## Exercise goal
Write the records out again, keeping each line exactly as it is.

[Raw records]

********

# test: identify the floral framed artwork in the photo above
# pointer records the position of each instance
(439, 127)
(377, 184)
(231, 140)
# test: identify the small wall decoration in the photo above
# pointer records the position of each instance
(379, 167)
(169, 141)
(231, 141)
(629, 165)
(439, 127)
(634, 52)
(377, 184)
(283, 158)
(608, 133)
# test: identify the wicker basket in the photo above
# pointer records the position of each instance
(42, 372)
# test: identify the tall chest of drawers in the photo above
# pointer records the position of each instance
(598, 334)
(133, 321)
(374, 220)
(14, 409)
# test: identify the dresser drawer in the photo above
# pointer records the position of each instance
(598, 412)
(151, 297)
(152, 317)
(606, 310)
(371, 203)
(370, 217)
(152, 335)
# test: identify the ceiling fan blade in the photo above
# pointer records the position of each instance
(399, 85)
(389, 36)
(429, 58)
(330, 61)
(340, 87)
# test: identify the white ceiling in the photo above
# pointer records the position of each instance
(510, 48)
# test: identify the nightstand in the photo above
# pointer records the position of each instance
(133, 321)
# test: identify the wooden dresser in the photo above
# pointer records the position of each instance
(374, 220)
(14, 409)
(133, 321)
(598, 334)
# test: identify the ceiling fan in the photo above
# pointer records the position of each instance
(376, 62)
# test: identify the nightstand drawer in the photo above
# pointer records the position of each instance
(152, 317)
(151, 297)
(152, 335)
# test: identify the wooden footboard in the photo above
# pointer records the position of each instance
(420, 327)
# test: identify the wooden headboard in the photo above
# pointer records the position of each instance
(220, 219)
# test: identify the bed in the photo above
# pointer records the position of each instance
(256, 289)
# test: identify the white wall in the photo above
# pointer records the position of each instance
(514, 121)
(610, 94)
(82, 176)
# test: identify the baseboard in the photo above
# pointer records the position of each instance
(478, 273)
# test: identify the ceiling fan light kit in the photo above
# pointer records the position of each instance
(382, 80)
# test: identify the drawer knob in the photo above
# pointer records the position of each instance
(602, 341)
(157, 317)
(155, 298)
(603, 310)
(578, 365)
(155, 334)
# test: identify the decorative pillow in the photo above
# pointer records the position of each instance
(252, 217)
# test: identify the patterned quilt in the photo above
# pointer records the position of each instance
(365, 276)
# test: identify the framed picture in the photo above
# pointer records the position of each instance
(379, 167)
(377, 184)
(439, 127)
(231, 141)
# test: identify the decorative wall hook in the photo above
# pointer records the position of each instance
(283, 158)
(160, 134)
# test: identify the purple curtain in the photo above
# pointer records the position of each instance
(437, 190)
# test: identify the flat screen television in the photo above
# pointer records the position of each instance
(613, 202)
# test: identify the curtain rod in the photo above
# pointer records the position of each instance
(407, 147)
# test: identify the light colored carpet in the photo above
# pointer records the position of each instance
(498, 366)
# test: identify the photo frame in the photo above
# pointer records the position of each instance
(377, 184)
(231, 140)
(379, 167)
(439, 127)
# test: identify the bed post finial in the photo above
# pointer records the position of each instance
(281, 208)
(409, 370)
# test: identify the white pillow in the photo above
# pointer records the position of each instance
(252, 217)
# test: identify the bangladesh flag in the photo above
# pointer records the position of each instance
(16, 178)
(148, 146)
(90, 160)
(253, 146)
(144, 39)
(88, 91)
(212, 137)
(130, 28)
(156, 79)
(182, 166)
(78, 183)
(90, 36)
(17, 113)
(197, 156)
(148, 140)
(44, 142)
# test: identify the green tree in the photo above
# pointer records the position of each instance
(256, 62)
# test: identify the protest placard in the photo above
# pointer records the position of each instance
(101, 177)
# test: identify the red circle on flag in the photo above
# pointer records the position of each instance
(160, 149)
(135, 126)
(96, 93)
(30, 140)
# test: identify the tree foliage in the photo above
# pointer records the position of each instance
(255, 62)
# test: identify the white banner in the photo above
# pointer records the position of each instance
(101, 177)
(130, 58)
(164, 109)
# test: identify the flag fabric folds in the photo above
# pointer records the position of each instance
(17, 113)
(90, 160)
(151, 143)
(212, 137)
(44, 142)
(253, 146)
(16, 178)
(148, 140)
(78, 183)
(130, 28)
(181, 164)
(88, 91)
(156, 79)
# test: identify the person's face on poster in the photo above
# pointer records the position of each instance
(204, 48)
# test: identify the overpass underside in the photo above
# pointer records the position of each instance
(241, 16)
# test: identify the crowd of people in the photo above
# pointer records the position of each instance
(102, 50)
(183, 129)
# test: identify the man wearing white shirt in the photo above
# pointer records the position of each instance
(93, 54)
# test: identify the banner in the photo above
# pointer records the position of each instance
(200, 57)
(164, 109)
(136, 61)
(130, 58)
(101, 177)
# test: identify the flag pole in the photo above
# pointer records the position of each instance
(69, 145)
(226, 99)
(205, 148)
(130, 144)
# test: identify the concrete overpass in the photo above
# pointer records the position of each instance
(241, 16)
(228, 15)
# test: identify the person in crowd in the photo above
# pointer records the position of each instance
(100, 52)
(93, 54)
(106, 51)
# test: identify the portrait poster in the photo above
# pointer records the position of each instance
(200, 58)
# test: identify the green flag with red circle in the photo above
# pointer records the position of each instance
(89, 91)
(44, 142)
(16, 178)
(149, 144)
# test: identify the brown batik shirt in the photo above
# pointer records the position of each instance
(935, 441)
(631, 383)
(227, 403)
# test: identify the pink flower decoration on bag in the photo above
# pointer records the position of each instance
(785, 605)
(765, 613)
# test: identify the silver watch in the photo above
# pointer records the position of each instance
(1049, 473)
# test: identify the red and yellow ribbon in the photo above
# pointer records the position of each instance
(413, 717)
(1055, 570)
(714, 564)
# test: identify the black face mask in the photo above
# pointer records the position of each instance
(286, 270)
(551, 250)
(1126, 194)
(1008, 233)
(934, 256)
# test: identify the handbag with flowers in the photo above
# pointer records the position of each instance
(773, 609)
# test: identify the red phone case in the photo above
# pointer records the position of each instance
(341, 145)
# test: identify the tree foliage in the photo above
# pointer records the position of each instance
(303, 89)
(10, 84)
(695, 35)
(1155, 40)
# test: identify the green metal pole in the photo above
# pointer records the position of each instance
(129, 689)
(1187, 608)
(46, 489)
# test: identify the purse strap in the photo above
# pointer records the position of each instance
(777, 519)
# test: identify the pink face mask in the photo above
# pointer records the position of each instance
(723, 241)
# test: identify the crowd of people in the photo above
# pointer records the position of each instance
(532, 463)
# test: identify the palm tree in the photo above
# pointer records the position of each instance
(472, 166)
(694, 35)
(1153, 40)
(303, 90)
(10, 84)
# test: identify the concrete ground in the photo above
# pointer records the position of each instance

********

## Written reply
# test: identify the floral framed artwork in the photo above
# pointer records the position of each instance
(439, 127)
(377, 184)
(231, 140)
# test: identify the small wall decoration in the photo above
# pointer records the position of each instance
(379, 167)
(169, 141)
(231, 141)
(629, 165)
(439, 127)
(634, 52)
(377, 184)
(283, 158)
(608, 133)
# test: identify the wicker basket in the photo above
# pointer records the position of each instance
(42, 372)
# test: identify the tall chest of drawers in the photo above
# pointer records the position of each instance
(598, 334)
(133, 321)
(374, 220)
(14, 409)
# test: identify the dresser drawer in the photo above
# pointer records the position of each instance
(598, 412)
(151, 297)
(152, 317)
(606, 310)
(371, 203)
(370, 217)
(152, 335)
# test: identify the ceiling fan blade in the photo above
# pointer records the position of each instance
(399, 85)
(389, 36)
(429, 58)
(330, 61)
(340, 87)
# test: identify the white ceiling in the photo above
# pointer records the position of each instance
(510, 48)
# test: identify the nightstand in the photo above
# pointer records the position of each instance
(133, 321)
# test: identify the wooden dresser in the photo above
# pointer records the position of each instance
(374, 220)
(14, 409)
(133, 321)
(598, 334)
# test: identify the ceiling fan in the photo above
# pointer records the position of each instance
(376, 62)
# test: identify the nightstand drawer in the photo above
# pointer records the position of each instance
(152, 317)
(151, 297)
(152, 335)
# test: identify the wooden footboard in the photo above
# pointer records the position of each instance
(420, 327)
# test: identify the wooden headboard in the photo above
# pointer records the position of each instance
(220, 219)
# test: identify the bed in the photo above
# pointer records the position of each instance
(256, 289)
# test: identify the white wall in the photo above
# pointer records the position of each instance
(514, 121)
(610, 94)
(82, 176)
# test: identify the baseboard in the photo above
# pointer records the position of each instance
(478, 273)
# test: identify the ceiling fan light kit in the photo above
# pointer records the position of each instance
(382, 80)
# test: identify the drawer knob in the photo above
# pointer records the position of each instance
(602, 341)
(157, 317)
(155, 298)
(603, 310)
(578, 365)
(155, 334)
# test: identify the decorative pillow in the photo above
# pointer records the position of each instance
(252, 217)
# test: identify the patterned quilt in the photo above
# pointer records the position of each instance
(365, 276)
# test: identify the framed picture in the photo above
# pointer records the position of each instance
(379, 167)
(377, 184)
(439, 127)
(231, 141)
# test: identify the decorative wall hook in the photo above
# pointer records the position of each instance
(283, 158)
(160, 134)
# test: identify the purple curtain in the photo above
# pointer records the position of each instance
(437, 190)
# test: identify the flat screen television in the photo above
# pointer records the position of each instance
(613, 202)
# test: identify the curtain rod in the photo above
# pointer records the position of each instance
(407, 147)
# test: identify the light colored carpet in the photo above
# pointer records the position of each instance
(498, 366)
# test: identify the photo frame in the photo above
# pointer records the position of each instance
(377, 184)
(231, 140)
(379, 167)
(439, 127)
# test: identify the bed post finial in the photo above
# pointer records the position of each instance
(281, 208)
(409, 370)
# test: identify the white pillow in the photo above
# pointer records the position of each instance
(252, 217)
# test: identify the bangladesh flag in the photo above
# pointer records the position of each instance
(16, 178)
(148, 146)
(90, 160)
(253, 146)
(144, 39)
(88, 91)
(212, 137)
(130, 28)
(156, 79)
(182, 166)
(78, 183)
(90, 36)
(17, 113)
(197, 156)
(148, 140)
(44, 142)
# test: identify the green tree in the photo above
# pointer records the position of each instance
(256, 62)
# test: identify the protest placard in the photo above
# pointer records the position of each instance
(101, 177)
# test: identify the red circle on flag in the photo above
# pointer records the position of each instance
(160, 149)
(135, 126)
(96, 93)
(30, 140)
# test: identify the tree foliage in the photo above
# pointer records the position of each instance
(255, 62)
# test: identify the white banner in the photo above
# pointer records the position of each instance
(101, 177)
(130, 58)
(164, 109)
# test: identify the flag fabric folds in the photo above
# pointer records the position of each instance
(17, 113)
(90, 160)
(151, 143)
(212, 137)
(44, 142)
(253, 146)
(16, 178)
(148, 140)
(78, 183)
(130, 28)
(181, 164)
(88, 91)
(156, 79)
# test: identify the person's face on poster in the photo above
# pointer records the position of each instance
(204, 48)
# test: identify the overpass underside in the photo above
# pointer records the position of each instance
(241, 16)
# test: identify the crowd of people in the photo above
# pointer records the position of each instance
(102, 50)
(183, 129)
# test: identify the man wearing white shirt in the photo above
# pointer records the position of each instance
(93, 54)
# test: identify the banner in the photo above
# pointer records the position of each instance
(200, 57)
(164, 109)
(136, 61)
(130, 58)
(101, 177)
# test: identify the flag pole in the photo above
# pointer records the position of each instance
(69, 145)
(226, 99)
(205, 148)
(130, 144)
# test: identify the concrete overpass in the photo above
# pointer records the position of each instance
(241, 16)
(228, 15)
# test: identify the person in crowd in the photo above
# pointer records the position of each instance
(100, 52)
(93, 54)
(106, 51)
# test: identify the portrait poster in the photo above
# pointer records the position of each instance
(200, 58)
# test: identify the green flag with red circle in the photo above
# pointer records the position of each instance
(89, 91)
(44, 142)
(16, 178)
(149, 144)
# test: identify the brown batik shirt in the photo above
# pointer records the position of each instance
(935, 441)
(631, 383)
(227, 403)
# test: identify the pink flower decoration on bag in the photo above
# pointer records the position of each instance
(785, 605)
(765, 613)
# test: identify the silver watch in the photo above
# pointer records the position of each instance
(1049, 473)
# test: identify the red and yellow ribbon in the photo above
# pointer records the position of each instance
(413, 717)
(1055, 570)
(714, 564)
# test: identify the black face mask in the photo above
# pointer records the position of each instance
(286, 270)
(551, 250)
(1126, 194)
(1008, 233)
(934, 256)
# test: identify the handbag with flowers in the photo above
# pointer records the position of each instance
(773, 609)
# test: identify the red phone case in the photo above
# pointer records the position of each instance
(341, 145)
# test: identify the tree foliage in the photo above
# pointer records the position of each instance
(303, 89)
(10, 84)
(695, 35)
(1155, 40)
# test: identify the green metal pole in the photo above
# pointer records the position of each instance
(129, 689)
(1187, 608)
(46, 489)
# test: identify the purse strap in the photo above
# pointer records the position of each instance
(777, 519)
# test: identify the pink face mask in the photo above
# pointer records the position of each instance
(723, 241)
# test: identify the crowd of people in the photo above
# pointer records the position of each instance
(532, 463)
# test: identify the palm tree in the photo above
# pointer records the position of each instance
(472, 166)
(694, 35)
(1153, 40)
(303, 90)
(10, 84)
# test: identify the concrete ground in the photo above
# pointer records the position of each instance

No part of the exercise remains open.